• _Extracted text_:
Strength Training Exercises for Young Athletes

Tony Reynolds is a cut above almost every Strength Coach I know.

 

And that’s why he’s 100% in charge of the content for the message board
on www.IYCAMembers.com

 

When our Members have questions about training young athletes, their
is no one in the world I trust more than Tony to answer them.

 

But not only does Tony answer questions, he also contributes to the message
board every day with fantastic thoughts, opinions and suggestions.

 

Tony detailed some of his favorite strength training exercises to use with young
athletes last week and I just had to make sure that you saw this goldmine of
information. Below is a description of one of these exercises:

 

Single Leg Low Pulley RDL

 

Equipment:
Low pulley lowered as far down as it will go (ankle height) with a “D” handle attached.

 

Starting Position:
Grasp the D-handle in your right hand and face the pulley. Move far enough away from the pulley so you can perform a full range of motion without the plates touching the stack.

 

Stand on your left foot with your head up, base leg knee slightly bent (10-15 degrees), spine neutral but tilted, and hips pushed slightly back.

• _Exercise details_:
Print the strength training exercise text above word for word, from start to finish.

Source records
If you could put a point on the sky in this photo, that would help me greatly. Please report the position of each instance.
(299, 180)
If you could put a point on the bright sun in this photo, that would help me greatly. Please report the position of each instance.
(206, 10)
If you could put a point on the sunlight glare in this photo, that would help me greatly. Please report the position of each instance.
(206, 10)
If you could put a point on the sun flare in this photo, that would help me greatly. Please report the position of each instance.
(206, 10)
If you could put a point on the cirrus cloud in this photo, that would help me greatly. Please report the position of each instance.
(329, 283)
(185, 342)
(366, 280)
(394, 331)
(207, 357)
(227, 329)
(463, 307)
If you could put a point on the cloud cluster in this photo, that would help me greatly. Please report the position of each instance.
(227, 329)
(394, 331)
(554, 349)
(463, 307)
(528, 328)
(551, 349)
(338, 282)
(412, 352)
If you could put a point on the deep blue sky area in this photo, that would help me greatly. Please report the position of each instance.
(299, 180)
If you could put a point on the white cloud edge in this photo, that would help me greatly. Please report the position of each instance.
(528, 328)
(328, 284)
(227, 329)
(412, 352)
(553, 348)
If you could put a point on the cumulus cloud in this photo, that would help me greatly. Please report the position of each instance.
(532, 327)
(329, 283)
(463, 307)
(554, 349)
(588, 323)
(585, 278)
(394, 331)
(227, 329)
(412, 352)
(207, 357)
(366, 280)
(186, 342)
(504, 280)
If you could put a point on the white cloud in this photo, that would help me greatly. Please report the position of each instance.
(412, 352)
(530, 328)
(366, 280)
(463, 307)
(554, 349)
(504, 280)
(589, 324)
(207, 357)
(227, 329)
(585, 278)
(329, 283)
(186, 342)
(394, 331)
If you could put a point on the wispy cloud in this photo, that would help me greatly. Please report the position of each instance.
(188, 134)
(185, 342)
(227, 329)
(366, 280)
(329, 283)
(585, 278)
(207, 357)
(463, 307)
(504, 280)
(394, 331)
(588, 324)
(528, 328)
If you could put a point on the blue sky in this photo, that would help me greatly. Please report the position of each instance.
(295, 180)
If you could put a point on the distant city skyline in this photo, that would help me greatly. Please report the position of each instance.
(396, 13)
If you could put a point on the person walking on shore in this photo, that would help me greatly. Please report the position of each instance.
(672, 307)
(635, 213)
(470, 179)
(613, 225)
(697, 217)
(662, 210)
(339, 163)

• _Exercise answer_:
Strength Training Exercises for Young Athletes

Tony Reynolds is a cut above almost every Strength Coach I know.

 

And that’s why he’s 100% in charge of the content for the message board
on www.IYCAMembers.com

 

When our Members have questions about training young athletes, their
is no one in the world I trust more than Tony to answer them.

 

But not only does Tony answer questions, he also contributes to the message
board every day with fantastic thoughts, opinions and suggestions.

 

Tony detailed some of his favorite strength training exercises to use with young
athletes last week and I just had to make sure that you saw this goldmine of
information. Below is a description of one of these exercises:

 

Single Leg Low Pulley RDL

 

Equipment:
Low pulley lowered as far down as it will go (ankle height) with a “D” handle attached.

 

Starting Position:
Grasp the D-handle in your right hand and face the pulley. Move far enough away from the pulley so you can perform a full range of motion without the plates touching the stack.

 

Stand on your left foot with your head up, base leg knee slightly bent (10-15 degrees), spine neutral but tilted, and hips pushed slightly back.